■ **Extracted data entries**
%%
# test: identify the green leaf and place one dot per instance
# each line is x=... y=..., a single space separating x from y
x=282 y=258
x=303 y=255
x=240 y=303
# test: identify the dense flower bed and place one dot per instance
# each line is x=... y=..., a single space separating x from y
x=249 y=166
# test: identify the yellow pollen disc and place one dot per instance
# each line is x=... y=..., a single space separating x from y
%%
■ **Activity**
Set down all of the entries exactly, please.

■ **Written answer**
# test: identify the green leaf and place one dot per instance
# each line is x=... y=..., a single space separating x from y
x=282 y=258
x=303 y=255
x=240 y=303
# test: identify the dense flower bed and place one dot per instance
# each line is x=... y=..., a single space separating x from y
x=249 y=166
# test: identify the yellow pollen disc and place one dot per instance
# each line is x=... y=..., a single space separating x from y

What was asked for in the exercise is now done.